Written task:
From the line that holds "If you could point to the brown" down to the last line of the listing below, reproduce each line exactly and nothing more, omitting pictures.

# # # #

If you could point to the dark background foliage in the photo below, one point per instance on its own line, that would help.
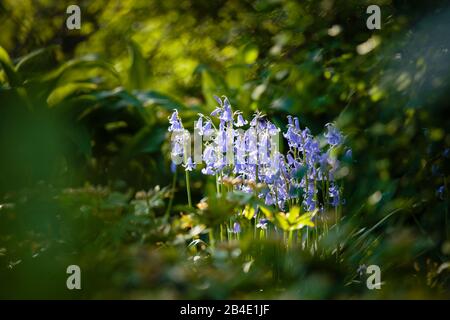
(83, 121)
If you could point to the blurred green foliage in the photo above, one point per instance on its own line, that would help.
(83, 119)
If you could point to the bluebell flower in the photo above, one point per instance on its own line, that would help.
(240, 121)
(173, 167)
(175, 122)
(334, 194)
(189, 165)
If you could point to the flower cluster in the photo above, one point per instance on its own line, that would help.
(250, 160)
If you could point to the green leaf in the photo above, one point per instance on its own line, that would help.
(138, 71)
(37, 63)
(249, 212)
(8, 67)
(149, 98)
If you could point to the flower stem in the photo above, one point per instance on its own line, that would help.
(172, 194)
(188, 188)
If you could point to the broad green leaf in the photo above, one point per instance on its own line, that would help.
(149, 98)
(62, 92)
(138, 70)
(249, 212)
(8, 67)
(37, 63)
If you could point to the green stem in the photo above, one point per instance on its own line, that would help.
(290, 238)
(188, 188)
(172, 194)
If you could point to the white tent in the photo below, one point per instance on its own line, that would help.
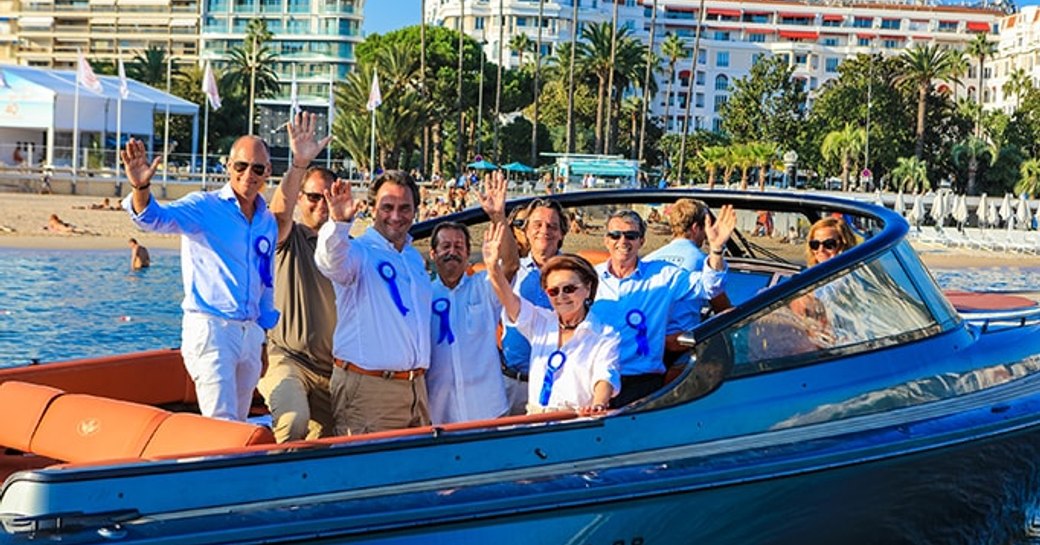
(43, 100)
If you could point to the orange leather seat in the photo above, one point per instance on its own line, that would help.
(22, 406)
(185, 433)
(79, 427)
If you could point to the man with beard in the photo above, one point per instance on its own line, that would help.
(465, 382)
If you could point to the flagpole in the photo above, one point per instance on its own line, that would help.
(165, 131)
(75, 121)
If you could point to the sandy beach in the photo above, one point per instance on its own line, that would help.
(23, 217)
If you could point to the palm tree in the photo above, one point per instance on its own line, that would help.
(981, 48)
(149, 67)
(918, 68)
(910, 174)
(843, 145)
(672, 49)
(969, 151)
(1030, 181)
(711, 158)
(1017, 85)
(521, 44)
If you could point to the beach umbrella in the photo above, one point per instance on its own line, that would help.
(961, 210)
(982, 211)
(483, 165)
(1022, 213)
(1006, 211)
(939, 209)
(916, 211)
(517, 167)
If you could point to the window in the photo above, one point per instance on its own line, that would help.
(722, 82)
(875, 305)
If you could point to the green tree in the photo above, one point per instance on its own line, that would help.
(910, 174)
(918, 69)
(967, 153)
(765, 105)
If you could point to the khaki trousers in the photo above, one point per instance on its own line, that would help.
(363, 404)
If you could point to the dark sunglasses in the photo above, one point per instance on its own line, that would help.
(629, 235)
(257, 169)
(828, 243)
(568, 289)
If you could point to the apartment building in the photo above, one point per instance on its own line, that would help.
(813, 36)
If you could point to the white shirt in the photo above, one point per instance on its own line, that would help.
(592, 356)
(370, 330)
(647, 297)
(465, 378)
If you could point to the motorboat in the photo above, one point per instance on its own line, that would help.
(892, 415)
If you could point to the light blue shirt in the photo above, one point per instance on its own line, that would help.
(527, 284)
(655, 289)
(683, 254)
(222, 253)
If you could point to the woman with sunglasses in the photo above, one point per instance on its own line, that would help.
(574, 357)
(828, 237)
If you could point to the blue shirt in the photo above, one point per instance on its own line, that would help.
(647, 297)
(527, 284)
(683, 254)
(227, 261)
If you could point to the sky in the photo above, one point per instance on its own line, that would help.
(383, 16)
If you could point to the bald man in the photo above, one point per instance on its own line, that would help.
(227, 261)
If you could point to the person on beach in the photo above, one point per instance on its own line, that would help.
(139, 257)
(574, 355)
(227, 261)
(295, 384)
(465, 380)
(638, 296)
(544, 230)
(381, 345)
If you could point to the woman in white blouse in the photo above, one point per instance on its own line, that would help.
(574, 356)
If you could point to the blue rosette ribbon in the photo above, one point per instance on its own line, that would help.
(556, 360)
(389, 275)
(638, 321)
(265, 251)
(441, 308)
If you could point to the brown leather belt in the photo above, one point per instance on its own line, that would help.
(390, 375)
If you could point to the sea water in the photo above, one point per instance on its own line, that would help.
(60, 305)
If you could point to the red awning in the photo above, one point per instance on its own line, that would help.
(796, 34)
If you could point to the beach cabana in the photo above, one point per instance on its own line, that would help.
(41, 102)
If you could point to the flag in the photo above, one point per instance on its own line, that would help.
(85, 76)
(374, 98)
(209, 87)
(293, 101)
(124, 86)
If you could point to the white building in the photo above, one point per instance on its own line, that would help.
(813, 36)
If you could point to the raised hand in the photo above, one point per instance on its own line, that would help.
(135, 163)
(341, 205)
(492, 197)
(719, 231)
(302, 139)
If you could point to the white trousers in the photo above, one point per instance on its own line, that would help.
(223, 358)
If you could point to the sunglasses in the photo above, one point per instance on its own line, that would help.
(568, 289)
(256, 167)
(828, 243)
(629, 235)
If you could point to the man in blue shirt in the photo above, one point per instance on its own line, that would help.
(227, 250)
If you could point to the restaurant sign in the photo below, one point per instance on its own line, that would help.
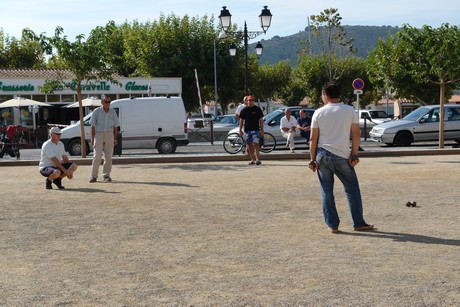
(125, 86)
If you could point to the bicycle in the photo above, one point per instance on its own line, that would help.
(234, 143)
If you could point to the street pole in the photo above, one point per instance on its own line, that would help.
(265, 21)
(245, 33)
(215, 79)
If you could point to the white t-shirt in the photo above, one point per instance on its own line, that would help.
(285, 123)
(240, 107)
(334, 122)
(49, 150)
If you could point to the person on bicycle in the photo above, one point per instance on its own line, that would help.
(251, 118)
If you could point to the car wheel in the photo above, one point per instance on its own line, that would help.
(403, 139)
(166, 146)
(74, 147)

# # # #

Full response:
If you could point to the brown leather belt in the photo above, one point per instance on its own line, that would help.
(390, 375)
If you could point to the sea water in the photo above, one point per instance on its own line, that would help.
(60, 305)
If you could point to the red awning in the photo above, one point per instance on its own line, that would help.
(796, 34)
If you could point to the beach cabana in the photo above, one point per instance on its own line, that would help.
(41, 102)
If you could point to the flag in the photo above, one point per instance on its own line, that would help.
(85, 76)
(374, 98)
(209, 87)
(293, 101)
(124, 86)
If you could point to the white building in the photo above, one point per instance on its own line, that would help.
(813, 36)
If you could point to the raised hand in the photo above, one point per instance on its own line, that would help.
(135, 163)
(341, 205)
(492, 197)
(719, 231)
(302, 139)
If you could point to the white trousers in the photo above, one point per instance on its own line, that would help.
(223, 358)
If you could point to the sunglasses in the photo above, one point per instance on its own line, that would help.
(568, 289)
(256, 167)
(828, 243)
(629, 235)
If you could point to the man in blue shirt in the photo above, one point per instance on its own line, that would help.
(227, 250)
If you could point to the restaurant sign in the photo below, one point per instance on its own line, that would help.
(125, 86)
If you could point to the bicycle in the photo above, one point per instance on its own line, that would help.
(234, 143)
If you could point to the street pole in the photo above, one point per instance on its own line, that would help.
(265, 21)
(245, 33)
(215, 79)
If you could point to the white t-shirt in the photo above, one point per instance on its own line, that would help.
(285, 123)
(240, 107)
(334, 122)
(49, 150)
If you could point to the person on bicycle in the photo above, one point per instance on its own line, that would help.
(251, 118)
If you could point to the car wheel in the photo above, one point per instance on its own line, that would help.
(403, 139)
(166, 146)
(74, 147)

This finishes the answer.